(Object location annotation data)
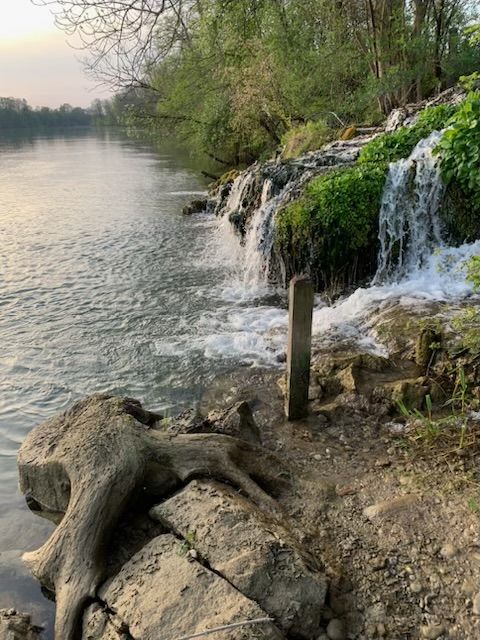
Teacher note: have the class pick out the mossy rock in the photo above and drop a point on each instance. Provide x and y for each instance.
(229, 176)
(427, 344)
(348, 133)
(410, 393)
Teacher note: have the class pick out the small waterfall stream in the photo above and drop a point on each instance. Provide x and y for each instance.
(415, 264)
(409, 228)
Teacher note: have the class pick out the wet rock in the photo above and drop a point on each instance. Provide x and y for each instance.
(388, 507)
(99, 625)
(336, 630)
(196, 206)
(236, 421)
(432, 631)
(476, 604)
(160, 593)
(427, 344)
(409, 393)
(448, 551)
(17, 626)
(254, 553)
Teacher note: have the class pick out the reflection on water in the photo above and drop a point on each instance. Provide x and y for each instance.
(104, 286)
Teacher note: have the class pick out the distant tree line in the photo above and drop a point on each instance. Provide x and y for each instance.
(16, 113)
(234, 76)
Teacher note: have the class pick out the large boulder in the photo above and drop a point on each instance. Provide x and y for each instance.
(251, 550)
(163, 593)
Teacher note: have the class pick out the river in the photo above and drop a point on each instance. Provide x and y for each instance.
(106, 287)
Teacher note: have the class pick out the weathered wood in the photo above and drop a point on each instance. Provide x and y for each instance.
(299, 347)
(89, 462)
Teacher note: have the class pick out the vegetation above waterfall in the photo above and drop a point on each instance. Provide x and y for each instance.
(236, 79)
(331, 230)
(398, 144)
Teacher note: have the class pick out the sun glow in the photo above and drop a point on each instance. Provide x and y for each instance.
(21, 18)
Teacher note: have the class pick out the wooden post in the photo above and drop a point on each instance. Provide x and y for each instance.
(300, 308)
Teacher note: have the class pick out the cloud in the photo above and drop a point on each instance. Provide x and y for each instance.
(45, 70)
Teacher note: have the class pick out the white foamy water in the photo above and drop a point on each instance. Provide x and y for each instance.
(414, 264)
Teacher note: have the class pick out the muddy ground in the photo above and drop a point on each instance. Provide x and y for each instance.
(390, 508)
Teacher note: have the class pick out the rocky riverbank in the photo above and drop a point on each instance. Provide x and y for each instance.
(373, 531)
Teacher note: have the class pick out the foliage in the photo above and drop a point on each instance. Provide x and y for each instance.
(398, 144)
(468, 83)
(231, 77)
(467, 325)
(459, 149)
(333, 225)
(452, 428)
(473, 272)
(305, 137)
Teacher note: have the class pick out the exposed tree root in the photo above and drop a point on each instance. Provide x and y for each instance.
(91, 461)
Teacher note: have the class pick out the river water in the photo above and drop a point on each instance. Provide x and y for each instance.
(106, 287)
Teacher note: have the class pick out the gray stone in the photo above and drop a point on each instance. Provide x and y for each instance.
(160, 593)
(448, 551)
(476, 604)
(336, 630)
(251, 550)
(432, 631)
(389, 506)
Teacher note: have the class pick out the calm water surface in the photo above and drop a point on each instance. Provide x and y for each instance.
(104, 286)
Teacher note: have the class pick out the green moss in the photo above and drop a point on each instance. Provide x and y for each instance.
(331, 230)
(459, 151)
(304, 138)
(398, 144)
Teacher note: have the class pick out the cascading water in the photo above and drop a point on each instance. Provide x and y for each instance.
(414, 264)
(409, 229)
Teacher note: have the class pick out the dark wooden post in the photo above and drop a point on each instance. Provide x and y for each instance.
(300, 308)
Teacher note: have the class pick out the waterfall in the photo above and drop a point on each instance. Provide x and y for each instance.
(409, 229)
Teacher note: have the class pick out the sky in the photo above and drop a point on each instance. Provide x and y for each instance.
(36, 63)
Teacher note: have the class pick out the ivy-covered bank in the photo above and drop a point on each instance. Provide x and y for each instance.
(331, 229)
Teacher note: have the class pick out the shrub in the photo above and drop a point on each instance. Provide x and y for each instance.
(331, 230)
(306, 137)
(459, 149)
(398, 144)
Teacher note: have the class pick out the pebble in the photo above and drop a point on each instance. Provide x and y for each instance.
(415, 587)
(448, 551)
(468, 588)
(336, 630)
(432, 631)
(389, 506)
(476, 604)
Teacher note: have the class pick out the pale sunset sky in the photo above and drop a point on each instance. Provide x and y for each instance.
(36, 62)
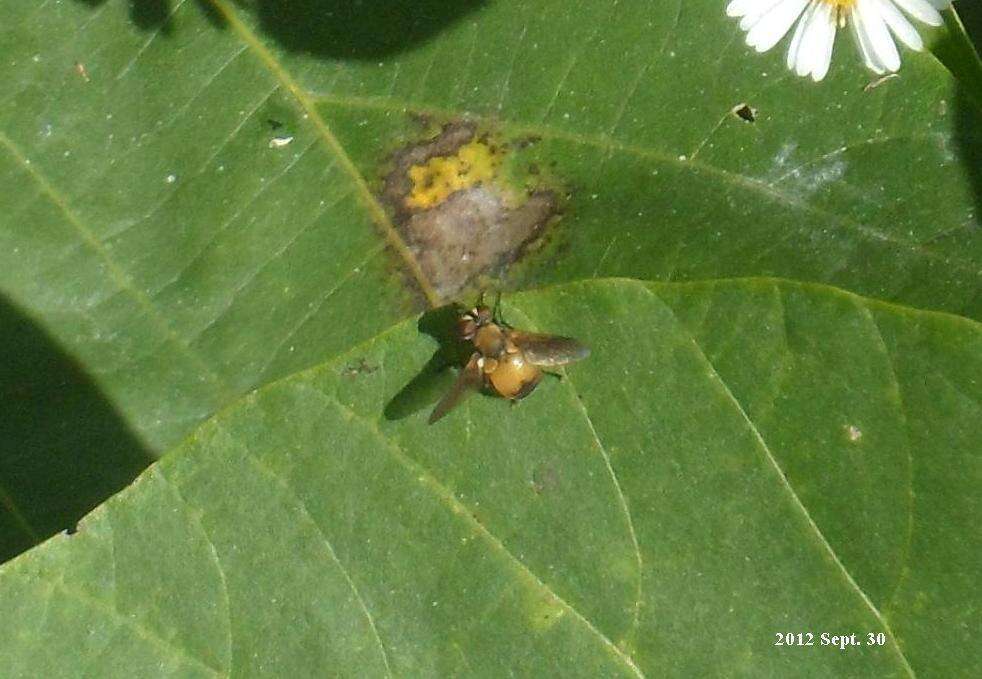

Written request:
Please give the number of lines in the listing above that contain the string "tree", treating uppercase and lowercase as different. Reply with the number alone.

Full answer:
2